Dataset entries
^^^^^^^^

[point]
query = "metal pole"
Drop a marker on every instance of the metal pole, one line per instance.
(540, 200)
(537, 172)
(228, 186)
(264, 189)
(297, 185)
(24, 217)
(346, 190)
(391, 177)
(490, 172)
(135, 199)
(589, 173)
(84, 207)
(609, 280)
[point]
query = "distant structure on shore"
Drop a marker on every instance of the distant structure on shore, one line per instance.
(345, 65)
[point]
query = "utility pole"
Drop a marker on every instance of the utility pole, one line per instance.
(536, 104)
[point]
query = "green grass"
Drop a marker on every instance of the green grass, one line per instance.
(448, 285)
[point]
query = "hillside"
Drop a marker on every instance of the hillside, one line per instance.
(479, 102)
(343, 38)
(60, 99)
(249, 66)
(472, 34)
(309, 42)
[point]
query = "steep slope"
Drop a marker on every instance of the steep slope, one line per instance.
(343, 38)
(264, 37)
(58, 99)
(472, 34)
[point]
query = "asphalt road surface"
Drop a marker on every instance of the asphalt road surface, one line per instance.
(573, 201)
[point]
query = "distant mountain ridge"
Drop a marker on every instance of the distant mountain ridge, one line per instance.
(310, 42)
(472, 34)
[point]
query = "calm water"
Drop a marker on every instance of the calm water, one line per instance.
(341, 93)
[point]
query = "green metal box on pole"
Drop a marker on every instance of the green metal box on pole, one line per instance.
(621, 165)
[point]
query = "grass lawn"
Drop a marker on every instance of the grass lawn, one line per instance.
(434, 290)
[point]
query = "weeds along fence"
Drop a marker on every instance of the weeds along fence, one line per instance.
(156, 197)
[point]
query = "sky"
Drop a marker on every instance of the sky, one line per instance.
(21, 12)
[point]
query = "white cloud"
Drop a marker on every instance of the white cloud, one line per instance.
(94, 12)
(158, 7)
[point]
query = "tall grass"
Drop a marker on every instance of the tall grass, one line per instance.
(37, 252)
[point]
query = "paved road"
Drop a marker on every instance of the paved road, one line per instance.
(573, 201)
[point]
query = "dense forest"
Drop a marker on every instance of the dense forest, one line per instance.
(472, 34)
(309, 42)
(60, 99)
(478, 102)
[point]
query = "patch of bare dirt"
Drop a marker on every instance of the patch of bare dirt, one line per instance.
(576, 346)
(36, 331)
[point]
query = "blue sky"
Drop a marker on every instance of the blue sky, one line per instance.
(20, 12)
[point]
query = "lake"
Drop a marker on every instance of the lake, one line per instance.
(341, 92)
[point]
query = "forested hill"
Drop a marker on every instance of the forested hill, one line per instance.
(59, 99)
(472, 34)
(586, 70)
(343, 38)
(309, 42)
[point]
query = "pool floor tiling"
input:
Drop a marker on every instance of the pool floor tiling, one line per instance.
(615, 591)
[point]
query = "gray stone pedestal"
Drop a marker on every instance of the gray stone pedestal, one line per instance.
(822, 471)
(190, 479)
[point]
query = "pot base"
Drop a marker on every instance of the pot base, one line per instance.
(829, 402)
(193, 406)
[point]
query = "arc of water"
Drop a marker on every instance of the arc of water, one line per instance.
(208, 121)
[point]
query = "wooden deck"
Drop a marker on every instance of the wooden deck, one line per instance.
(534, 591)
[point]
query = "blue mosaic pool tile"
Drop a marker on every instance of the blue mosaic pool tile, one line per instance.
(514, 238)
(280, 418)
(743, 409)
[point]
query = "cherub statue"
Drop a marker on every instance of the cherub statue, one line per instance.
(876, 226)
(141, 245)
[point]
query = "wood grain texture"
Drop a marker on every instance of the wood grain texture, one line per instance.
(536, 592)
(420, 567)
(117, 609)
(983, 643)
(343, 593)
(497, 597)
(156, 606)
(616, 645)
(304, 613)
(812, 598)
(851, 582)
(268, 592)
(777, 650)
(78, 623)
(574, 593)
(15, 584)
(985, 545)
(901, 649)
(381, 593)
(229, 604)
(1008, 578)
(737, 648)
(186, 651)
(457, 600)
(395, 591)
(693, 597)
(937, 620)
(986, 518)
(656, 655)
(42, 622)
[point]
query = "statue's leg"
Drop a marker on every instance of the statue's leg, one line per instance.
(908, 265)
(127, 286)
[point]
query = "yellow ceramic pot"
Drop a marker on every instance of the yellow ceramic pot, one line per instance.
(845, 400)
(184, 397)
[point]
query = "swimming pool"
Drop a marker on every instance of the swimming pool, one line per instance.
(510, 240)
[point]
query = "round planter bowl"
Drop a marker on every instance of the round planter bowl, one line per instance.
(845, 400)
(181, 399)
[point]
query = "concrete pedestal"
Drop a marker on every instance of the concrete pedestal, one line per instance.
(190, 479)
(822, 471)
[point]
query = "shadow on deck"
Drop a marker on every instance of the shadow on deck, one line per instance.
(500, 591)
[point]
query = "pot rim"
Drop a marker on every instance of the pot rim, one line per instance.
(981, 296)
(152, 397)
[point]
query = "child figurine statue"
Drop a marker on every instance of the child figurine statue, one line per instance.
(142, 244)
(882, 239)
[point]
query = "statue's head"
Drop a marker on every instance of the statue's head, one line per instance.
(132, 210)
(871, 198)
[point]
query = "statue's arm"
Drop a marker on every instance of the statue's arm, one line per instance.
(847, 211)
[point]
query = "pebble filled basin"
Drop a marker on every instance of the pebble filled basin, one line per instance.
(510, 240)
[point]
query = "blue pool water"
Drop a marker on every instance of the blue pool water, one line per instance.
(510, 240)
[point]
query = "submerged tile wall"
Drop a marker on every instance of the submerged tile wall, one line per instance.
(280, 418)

^^^^^^^^

Retype all of the material, keeping each line exact.

• _Solved exercise_:
[point]
query = "metal pole"
Drop a marker on every instance of the metal pole, one line per instance.
(540, 200)
(537, 172)
(228, 186)
(264, 189)
(297, 185)
(24, 217)
(346, 190)
(391, 177)
(490, 172)
(135, 199)
(589, 173)
(84, 207)
(609, 280)
[point]
query = "distant structure on shore"
Drop a marker on every instance of the distant structure on shore, one line per instance.
(345, 65)
[point]
query = "utility pole"
Drop a marker on every instance of the utility pole, one line per instance.
(536, 104)
[point]
query = "green grass"
Drop a marker on every instance of the green grass, one line per instance.
(448, 285)
[point]
query = "hillside"
Drop a marker on every instance of the hillside, one line per instance.
(479, 102)
(343, 38)
(60, 99)
(249, 66)
(472, 34)
(309, 42)
[point]
query = "steep slope"
Drop a marker on every instance of the steep slope, one line per instance.
(343, 38)
(264, 37)
(58, 99)
(472, 34)
[point]
query = "asphalt road surface"
Drop a marker on every instance of the asphalt road surface, one line per instance.
(573, 201)
[point]
query = "distant mountain ridge"
Drop a marker on every instance of the distant mountain ridge, one line per instance.
(310, 42)
(472, 34)
[point]
query = "calm water"
Drop a marker on every instance of the calm water, one line per instance.
(341, 93)
[point]
query = "green metal box on pole"
Drop a marker on every instance of the green metal box on pole, one line per instance.
(621, 165)
[point]
query = "grass lawn"
Drop a marker on every instance of the grass lawn, one line per instance.
(434, 290)
[point]
query = "weeds along fence"
Drop a marker on every instance of the weeds along fence, one line per instance.
(156, 197)
[point]
query = "sky"
Drop a marker on every instance of the sky, one line per instance.
(21, 12)
[point]
query = "white cloud"
Drop a marker on every instance of the white cloud, one line per instance.
(94, 12)
(158, 7)
[point]
query = "tall grass"
Drop a marker on every instance of the tall grass, one line per instance.
(37, 252)
[point]
query = "paved road"
Drop a marker on every instance of the paved road, one line per instance.
(573, 201)
[point]
query = "dense forest"
Drop a marker on every instance of the dense forest, one line per instance.
(472, 34)
(309, 42)
(60, 99)
(478, 102)
[point]
query = "patch of bare dirt"
Drop a marker on every instance of the patch of bare dirt, one line per instance.
(576, 346)
(36, 331)
[point]
query = "blue sky"
Drop a marker on every instance of the blue sky, one line per instance.
(20, 12)
[point]
query = "lake"
Drop a marker on every instance of the lake, one line per instance.
(341, 92)
[point]
query = "forested hill"
Drop a marker on every instance of the forested hill, one line per instance.
(59, 99)
(472, 34)
(586, 70)
(343, 38)
(309, 42)
[point]
query = "pool floor tiling"
input:
Drop a marker on every instance of the pool floor tiling, one line per instance.
(615, 591)
[point]
query = "gray stone pedestal"
Drop a marker on every instance of the gray stone pedestal, one line per instance.
(822, 471)
(190, 479)
[point]
query = "pot base"
Drop a marker on every instance of the pot base, one line per instance.
(829, 402)
(193, 406)
[point]
query = "arc of water"
Drop a marker on every instance of the arc of water, one line per instance.
(208, 121)
[point]
query = "wooden deck"
Drop a marker on every instance of the wooden deck, one line per instance.
(534, 591)
[point]
query = "blue mosaic pool tile"
Drop a marker on every instance of the blue mosaic pool tile, one line per instance.
(514, 238)
(280, 418)
(743, 409)
[point]
query = "cherub statue"
Drop a marker on every instance of the cherub statue, one line per instance.
(876, 226)
(141, 245)
[point]
query = "wood grain texture"
Drop a marker on every instance of the wood grain texture, one line per instance.
(536, 592)
(420, 567)
(117, 609)
(983, 643)
(343, 593)
(497, 597)
(156, 606)
(616, 645)
(304, 613)
(812, 598)
(851, 582)
(268, 592)
(777, 650)
(78, 623)
(574, 593)
(15, 584)
(985, 545)
(901, 649)
(381, 593)
(229, 604)
(1008, 578)
(737, 648)
(186, 651)
(457, 600)
(395, 591)
(693, 597)
(937, 620)
(986, 518)
(656, 655)
(42, 622)
[point]
query = "statue's leg"
Drop a marker on every instance of the statue's leg, one line per instance.
(908, 265)
(127, 286)
[point]
query = "yellow ceramic pot"
Drop a marker on every instance of the yellow ceramic pot, one line per instance.
(845, 400)
(184, 397)
[point]
query = "swimming pool"
Drop a marker on every instance of the swimming pool, one line per instance.
(510, 240)
[point]
query = "round planter bowl"
Drop a marker on every instance of the round planter bowl, one line per instance.
(845, 400)
(181, 399)
[point]
query = "concrete pedestal"
Drop a marker on every instance of the concrete pedestal, one line per instance.
(190, 479)
(822, 471)
[point]
query = "shadow on deck"
Drop a marker on every instance of the shadow on deck, one line per instance.
(500, 591)
[point]
query = "pot rim"
Drop a marker on every instance of the pot rim, one line per instance.
(981, 296)
(152, 397)
[point]
query = "child figurine statue"
Drop a marker on every instance of the child figurine statue, one line per instance.
(142, 244)
(882, 239)
[point]
query = "statue's head"
Drop a marker on every instance of the statue's head, one line per instance.
(132, 210)
(871, 198)
[point]
query = "statue's arm"
Drop a marker on every instance of the statue's arm, one line per instance.
(847, 211)
[point]
query = "pebble filled basin"
Drop a marker on every instance of the pebble filled basin, one line per instance.
(510, 240)
[point]
query = "blue pool water"
Drop a marker on every instance of the blue pool water, one line per instance.
(510, 240)
[point]
query = "submerged tile wall"
Drop a marker on every instance of the submerged tile wall, one line per instance.
(280, 418)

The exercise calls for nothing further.